Brief – In the account of Anna Martin's 1957 death, the coal furnace had no fire in it and the metal was cold. What two possibilities does researcher Joe Nickell offer in response to this point?

━━ Selected excerpt

1957, May 18: Anna Martin’s Fiery Death
Late in the afternoon of May 18, 1957, Samuel Martin, a fireman, returned home to discover the remains of his widowed mother lying in front of the coal furnace in the basement of her West Philadelphia, Pennsylvania, USA, home. Mrs. Anna Martin, age 69, had been burned beyond recognition. Her torso was found laying face down in front of the furnace, burned horribly; the coal furnace had no fire in it, and the metal was cold. Martin's lower limbs were entirely consumed. All that was left of her clothing were her shoes. Newspapers and cardboard just two feet away from Martin's body were not even scorched.
Chief medical examiner Dr. Joseph W. Spelman stated the fire would have to burn at about 1,700 to 2,000 degrees Fahrenheit to render the body as it was found. Floor joists overhead were covered in oily soot, but uncharred. A stain about four feet square lay under the body; it was initially though to be the remains of an oil used to help burn Martin's body by an unknown assailent, but was later identified as residue from Martin's body. Nothing in the house had been stolen, and the idea that an unknown assailent had been in the house was soon abandoned.
Researcher Joe Nickell points out that any fire in the furnace may have died previous to the discovery of the body, or Martin may have set herself on fire while trying (unsuccessfully) to light the furnace.

━━━━
━━ Data for review

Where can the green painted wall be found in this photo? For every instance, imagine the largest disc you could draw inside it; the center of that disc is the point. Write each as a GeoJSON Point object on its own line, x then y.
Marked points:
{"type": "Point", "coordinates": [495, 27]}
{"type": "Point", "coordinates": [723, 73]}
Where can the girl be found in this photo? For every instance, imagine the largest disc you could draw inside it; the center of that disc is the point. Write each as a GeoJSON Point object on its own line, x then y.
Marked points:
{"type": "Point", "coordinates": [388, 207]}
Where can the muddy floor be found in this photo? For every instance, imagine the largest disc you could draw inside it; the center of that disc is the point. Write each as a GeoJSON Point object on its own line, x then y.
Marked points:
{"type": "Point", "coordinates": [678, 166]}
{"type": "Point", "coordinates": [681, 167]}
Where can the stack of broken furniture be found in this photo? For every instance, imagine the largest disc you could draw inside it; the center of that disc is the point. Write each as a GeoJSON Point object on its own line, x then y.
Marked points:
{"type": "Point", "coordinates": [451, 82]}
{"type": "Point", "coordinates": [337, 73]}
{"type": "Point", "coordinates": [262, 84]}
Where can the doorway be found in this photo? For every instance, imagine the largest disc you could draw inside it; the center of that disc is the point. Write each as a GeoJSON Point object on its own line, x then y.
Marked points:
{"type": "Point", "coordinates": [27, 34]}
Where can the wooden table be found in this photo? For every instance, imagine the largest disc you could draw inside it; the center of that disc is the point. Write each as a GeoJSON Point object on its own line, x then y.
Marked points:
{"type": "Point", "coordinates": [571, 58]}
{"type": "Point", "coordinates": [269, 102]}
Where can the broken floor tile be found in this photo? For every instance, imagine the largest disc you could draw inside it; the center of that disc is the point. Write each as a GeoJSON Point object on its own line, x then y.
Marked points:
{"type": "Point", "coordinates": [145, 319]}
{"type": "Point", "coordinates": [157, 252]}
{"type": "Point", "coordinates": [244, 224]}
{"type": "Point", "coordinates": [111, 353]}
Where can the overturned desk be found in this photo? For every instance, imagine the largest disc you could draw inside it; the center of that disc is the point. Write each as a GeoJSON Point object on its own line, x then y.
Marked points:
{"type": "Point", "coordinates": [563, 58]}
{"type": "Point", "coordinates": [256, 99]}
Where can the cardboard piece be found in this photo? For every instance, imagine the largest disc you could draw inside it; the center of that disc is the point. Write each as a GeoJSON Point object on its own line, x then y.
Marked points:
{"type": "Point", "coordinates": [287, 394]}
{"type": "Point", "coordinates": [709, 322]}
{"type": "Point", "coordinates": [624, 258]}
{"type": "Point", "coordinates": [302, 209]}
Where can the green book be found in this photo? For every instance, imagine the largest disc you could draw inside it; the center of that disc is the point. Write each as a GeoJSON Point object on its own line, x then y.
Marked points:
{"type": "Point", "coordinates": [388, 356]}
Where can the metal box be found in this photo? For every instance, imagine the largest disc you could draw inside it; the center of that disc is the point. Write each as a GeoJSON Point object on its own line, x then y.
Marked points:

━━━━

Expected answer – Joe Nickell suggests that any fire in the furnace may have died before the body was discovered. He also suggests that Martin may have set herself on fire while trying, without success, to light the furnace.